Collected data:
.....

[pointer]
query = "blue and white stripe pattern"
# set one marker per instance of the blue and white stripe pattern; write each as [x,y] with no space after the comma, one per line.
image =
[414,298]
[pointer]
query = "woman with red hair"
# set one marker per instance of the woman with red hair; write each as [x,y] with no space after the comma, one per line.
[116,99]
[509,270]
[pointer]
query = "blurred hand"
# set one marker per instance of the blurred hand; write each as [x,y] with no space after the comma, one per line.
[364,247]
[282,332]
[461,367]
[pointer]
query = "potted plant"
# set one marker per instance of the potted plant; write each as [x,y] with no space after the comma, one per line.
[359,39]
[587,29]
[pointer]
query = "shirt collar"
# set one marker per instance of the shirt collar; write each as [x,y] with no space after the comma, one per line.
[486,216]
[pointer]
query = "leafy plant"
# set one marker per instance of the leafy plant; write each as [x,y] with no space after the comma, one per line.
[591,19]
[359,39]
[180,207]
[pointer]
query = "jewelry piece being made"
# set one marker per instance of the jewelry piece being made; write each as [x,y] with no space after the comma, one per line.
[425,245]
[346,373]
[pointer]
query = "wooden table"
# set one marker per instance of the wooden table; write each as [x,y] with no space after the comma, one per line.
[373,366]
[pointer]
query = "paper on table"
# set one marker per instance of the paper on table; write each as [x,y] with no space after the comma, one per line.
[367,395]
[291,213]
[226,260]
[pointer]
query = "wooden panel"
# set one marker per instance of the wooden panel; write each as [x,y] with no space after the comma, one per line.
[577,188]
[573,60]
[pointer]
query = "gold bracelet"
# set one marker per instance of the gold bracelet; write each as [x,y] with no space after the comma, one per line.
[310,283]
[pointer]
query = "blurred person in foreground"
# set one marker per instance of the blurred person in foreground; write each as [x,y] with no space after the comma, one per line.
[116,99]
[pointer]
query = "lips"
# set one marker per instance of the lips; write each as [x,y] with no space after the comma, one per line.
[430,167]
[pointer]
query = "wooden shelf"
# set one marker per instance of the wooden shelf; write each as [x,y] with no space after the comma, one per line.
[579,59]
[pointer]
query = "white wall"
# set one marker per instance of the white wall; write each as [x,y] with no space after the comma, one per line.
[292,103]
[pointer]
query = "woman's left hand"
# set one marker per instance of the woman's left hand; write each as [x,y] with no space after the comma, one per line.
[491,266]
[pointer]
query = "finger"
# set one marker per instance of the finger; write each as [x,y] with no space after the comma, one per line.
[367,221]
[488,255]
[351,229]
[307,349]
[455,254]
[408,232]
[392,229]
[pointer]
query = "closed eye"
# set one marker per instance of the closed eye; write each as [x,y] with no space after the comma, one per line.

.....

Transcribe the full listing above without leaving anything out.

» **Result**
[pointer]
query = "blue and white stripe pattern"
# set one marker per instance of the blue and white stripe pattern; write each as [x,y] with no space after the comma, one per line.
image =
[414,298]
[pointer]
query = "woman with red hair"
# set one marker per instance of the woman with red hair; write each as [x,y] with no space after the comma, one per line.
[116,99]
[509,270]
[pointer]
query = "blurred hand"
# set one marker per instance of the blurred hand; write each as [x,y] with no space after the comma, one per line.
[364,247]
[282,332]
[461,367]
[pointer]
query = "potted plant"
# set one marker per instance of the potted plant; write each as [x,y] with no space after the comma, one per line.
[359,39]
[587,29]
[pointer]
query = "shirt collar"
# set one marker per instance of the shirt collar; write each as [x,y] with no space after the comma, one per line.
[486,216]
[pointer]
query = "leafy plant"
# set one marker per instance of the leafy plant; write each as [x,y] with no space after the comma, one per line.
[591,19]
[359,39]
[180,207]
[pointer]
query = "jewelry piece being made"
# set one marker per instance of the jewelry piece being made; write each as [x,y] with no space after the comma, one per line.
[425,245]
[346,373]
[pointer]
query = "wooden table"
# set one marker per instance of the wooden table; write each as [x,y] with no space after the comma, one per line.
[373,366]
[pointer]
query = "paper on table"
# set one marker per instance of the paper on table; write each as [x,y] with no space after the comma, one per line.
[367,395]
[291,213]
[226,260]
[pointer]
query = "wooden panel"
# set one marker per instance of the wooden panel; write each as [x,y] with no space after the comma, one per line.
[577,188]
[573,60]
[pointer]
query = "gold bracelet"
# set one marker per instance of the gold bracelet; write each as [x,y] with no space after the comma, one per line.
[310,283]
[pointer]
query = "blurred person in foreground"
# set one marker per instance of the blurred person in foreground; write each as [x,y] with no space after the comma, one per line.
[116,99]
[pointer]
query = "lips"
# set one marker per instance of the lips; write each as [x,y] with no space after the comma, one per line.
[430,167]
[pointer]
query = "wooden shelf"
# set one marker per instance of the wooden shelf; write each as [x,y] with no space after the comma, one per line.
[579,59]
[pointer]
query = "white wall"
# set one marker per instance of the white wall; write each as [x,y] with no space after the comma, one per line.
[292,103]
[pointer]
query = "woman's left hand"
# set one marker per instance of the woman's left hand; write each as [x,y] with no space after the comma, one per line.
[491,266]
[pointer]
query = "finger"
# set one marker per instance of the finger; write each as [x,y] with no space after the comma, one per line.
[367,221]
[488,255]
[351,229]
[307,349]
[455,254]
[408,232]
[392,229]
[pointer]
query = "closed eye"
# set one marker per instance of the closed eye; write each as [x,y] with no space after the comma, one per line.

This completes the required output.